▸ **What to produce**
Reproduce every one of the rows below word for word, keeping their original order.

▸ **Recorded data**
>>

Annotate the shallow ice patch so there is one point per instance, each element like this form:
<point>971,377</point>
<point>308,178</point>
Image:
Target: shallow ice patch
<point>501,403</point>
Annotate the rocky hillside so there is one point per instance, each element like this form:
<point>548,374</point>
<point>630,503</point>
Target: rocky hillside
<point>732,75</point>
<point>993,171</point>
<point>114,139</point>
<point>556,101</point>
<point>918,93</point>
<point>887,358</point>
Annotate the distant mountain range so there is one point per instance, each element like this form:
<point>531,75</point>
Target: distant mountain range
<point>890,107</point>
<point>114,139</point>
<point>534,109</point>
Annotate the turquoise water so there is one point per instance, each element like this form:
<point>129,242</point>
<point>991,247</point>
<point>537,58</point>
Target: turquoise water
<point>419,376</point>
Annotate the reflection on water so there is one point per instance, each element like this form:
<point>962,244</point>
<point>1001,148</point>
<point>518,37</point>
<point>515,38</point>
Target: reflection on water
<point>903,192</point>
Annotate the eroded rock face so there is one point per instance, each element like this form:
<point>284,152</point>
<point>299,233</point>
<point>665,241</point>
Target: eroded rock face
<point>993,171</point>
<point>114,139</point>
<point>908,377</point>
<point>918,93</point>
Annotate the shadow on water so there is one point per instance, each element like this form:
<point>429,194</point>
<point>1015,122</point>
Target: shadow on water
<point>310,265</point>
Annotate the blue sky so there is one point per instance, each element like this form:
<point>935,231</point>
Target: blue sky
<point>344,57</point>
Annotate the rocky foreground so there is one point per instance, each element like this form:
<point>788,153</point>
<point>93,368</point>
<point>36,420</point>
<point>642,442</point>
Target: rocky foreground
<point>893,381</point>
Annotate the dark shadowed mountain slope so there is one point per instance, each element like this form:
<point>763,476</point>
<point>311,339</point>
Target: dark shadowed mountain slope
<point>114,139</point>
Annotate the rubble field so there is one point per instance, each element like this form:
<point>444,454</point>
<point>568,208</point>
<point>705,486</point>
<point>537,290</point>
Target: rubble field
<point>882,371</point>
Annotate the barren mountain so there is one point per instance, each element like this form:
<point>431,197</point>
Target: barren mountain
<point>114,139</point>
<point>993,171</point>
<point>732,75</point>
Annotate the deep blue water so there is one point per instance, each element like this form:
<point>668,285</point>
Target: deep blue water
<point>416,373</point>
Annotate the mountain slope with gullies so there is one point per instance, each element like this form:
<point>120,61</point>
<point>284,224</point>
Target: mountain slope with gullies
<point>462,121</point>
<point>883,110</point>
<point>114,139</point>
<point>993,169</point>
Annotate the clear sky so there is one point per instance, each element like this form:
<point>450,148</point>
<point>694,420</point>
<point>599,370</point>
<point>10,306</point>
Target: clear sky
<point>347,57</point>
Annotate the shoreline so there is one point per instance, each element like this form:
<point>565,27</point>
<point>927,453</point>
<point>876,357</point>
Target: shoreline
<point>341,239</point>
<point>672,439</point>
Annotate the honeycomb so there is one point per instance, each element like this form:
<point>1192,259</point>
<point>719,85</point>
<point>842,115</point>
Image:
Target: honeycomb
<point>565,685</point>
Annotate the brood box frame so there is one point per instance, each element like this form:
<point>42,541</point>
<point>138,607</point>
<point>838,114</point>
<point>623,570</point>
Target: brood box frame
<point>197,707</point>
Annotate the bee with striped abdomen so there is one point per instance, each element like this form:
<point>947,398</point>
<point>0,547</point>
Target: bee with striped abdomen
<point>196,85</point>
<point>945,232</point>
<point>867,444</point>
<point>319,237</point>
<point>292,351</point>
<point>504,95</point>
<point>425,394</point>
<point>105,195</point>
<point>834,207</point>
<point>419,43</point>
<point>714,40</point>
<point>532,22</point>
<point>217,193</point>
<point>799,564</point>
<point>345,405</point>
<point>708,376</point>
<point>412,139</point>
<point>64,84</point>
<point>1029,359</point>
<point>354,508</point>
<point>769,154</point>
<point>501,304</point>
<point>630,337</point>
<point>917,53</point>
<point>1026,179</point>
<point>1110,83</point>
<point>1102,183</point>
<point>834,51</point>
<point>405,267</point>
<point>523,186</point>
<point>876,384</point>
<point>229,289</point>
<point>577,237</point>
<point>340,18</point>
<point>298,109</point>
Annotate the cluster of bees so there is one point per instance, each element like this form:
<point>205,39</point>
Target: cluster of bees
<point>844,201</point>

<<

▸ **Answer below**
Annotate the shallow ice patch so there is one point per instance, each element like this form:
<point>971,377</point>
<point>308,178</point>
Image:
Target: shallow ice patch
<point>501,403</point>
Annotate the rocky hillside so there is one point per instance, each element like this form:
<point>548,374</point>
<point>630,503</point>
Target: rocky hillside
<point>732,75</point>
<point>993,171</point>
<point>114,139</point>
<point>556,101</point>
<point>918,93</point>
<point>887,358</point>
Annotate the distant mountain range so there is one point per instance, each element like this form:
<point>531,75</point>
Target: distant mountain range
<point>890,107</point>
<point>114,139</point>
<point>534,109</point>
Annotate the turquoise water so there is one point per instance, each element like this form:
<point>129,242</point>
<point>991,247</point>
<point>537,58</point>
Target: turquoise water
<point>419,376</point>
Annotate the reflection on water so there is one point per instance, each element like this form:
<point>962,244</point>
<point>1001,148</point>
<point>518,37</point>
<point>515,38</point>
Target: reflection on water
<point>903,192</point>
Annotate the eroded rock face so there is one point per instance, each element like this form:
<point>284,152</point>
<point>299,233</point>
<point>665,241</point>
Target: eroded rock face
<point>993,171</point>
<point>114,139</point>
<point>908,377</point>
<point>918,93</point>
Annotate the shadow on water so there is one point per instance, each element like this form:
<point>429,194</point>
<point>1015,122</point>
Target: shadow on water
<point>310,265</point>
Annotate the blue sky so there is one point per instance, each element like this form:
<point>935,231</point>
Target: blue sky
<point>344,57</point>
Annotate the rocky foreground so there is one point per instance, each element like this form:
<point>788,153</point>
<point>93,368</point>
<point>36,420</point>
<point>642,442</point>
Target: rocky foreground
<point>893,381</point>
Annotate the dark shadowed mountain slope so there is one point per instance, each element like this form:
<point>763,476</point>
<point>311,339</point>
Target: dark shadowed mountain slope
<point>114,139</point>
Annotate the rubble field so there is one point per instance, each element like this form:
<point>444,454</point>
<point>568,208</point>
<point>705,486</point>
<point>537,290</point>
Target: rubble field
<point>882,371</point>
Annotate the barren mountain so there is one point per instance, each element like this form:
<point>431,197</point>
Target: barren mountain
<point>114,139</point>
<point>993,171</point>
<point>732,75</point>
Annotate the deep blue water so there is one point per instance, each element like this form:
<point>668,285</point>
Target: deep blue water
<point>416,373</point>
Annotate the mountain slope with gullies so there is one point per instance, each element like this form:
<point>120,61</point>
<point>284,224</point>
Target: mountain slope with gullies
<point>462,121</point>
<point>883,110</point>
<point>114,139</point>
<point>993,169</point>
Annotate the clear sky so there is one point per instance, each element like this form:
<point>450,148</point>
<point>694,420</point>
<point>599,370</point>
<point>10,306</point>
Target: clear sky
<point>347,57</point>
Annotate the shoreline so there is one point per instance, each element like this form:
<point>565,27</point>
<point>927,453</point>
<point>876,357</point>
Target: shoreline
<point>341,239</point>
<point>672,439</point>
Annotate the honeycomb so there is one point per instance, each element like this form:
<point>1192,259</point>
<point>719,85</point>
<point>842,115</point>
Image:
Target: honeycomb
<point>565,685</point>
Annotate the brood box frame so there is one point per instance, each element like this form:
<point>42,541</point>
<point>138,607</point>
<point>838,114</point>
<point>623,570</point>
Target: brood box frame
<point>197,707</point>
Annotate the bee with striped abdomen so there is one point per instance, each element like this form:
<point>947,398</point>
<point>0,547</point>
Target: bee with striped abdomen
<point>196,85</point>
<point>945,232</point>
<point>867,444</point>
<point>319,237</point>
<point>292,351</point>
<point>504,95</point>
<point>425,394</point>
<point>105,195</point>
<point>834,207</point>
<point>419,43</point>
<point>714,40</point>
<point>532,22</point>
<point>217,193</point>
<point>799,564</point>
<point>345,405</point>
<point>708,376</point>
<point>412,139</point>
<point>64,84</point>
<point>1029,359</point>
<point>354,508</point>
<point>769,154</point>
<point>501,304</point>
<point>630,337</point>
<point>917,53</point>
<point>1026,179</point>
<point>1110,83</point>
<point>1102,183</point>
<point>834,51</point>
<point>405,267</point>
<point>523,186</point>
<point>876,384</point>
<point>229,289</point>
<point>577,237</point>
<point>340,18</point>
<point>298,109</point>
Annotate the cluster of bees so there is one point per instance, each element like this form:
<point>205,39</point>
Target: cluster of bees
<point>844,201</point>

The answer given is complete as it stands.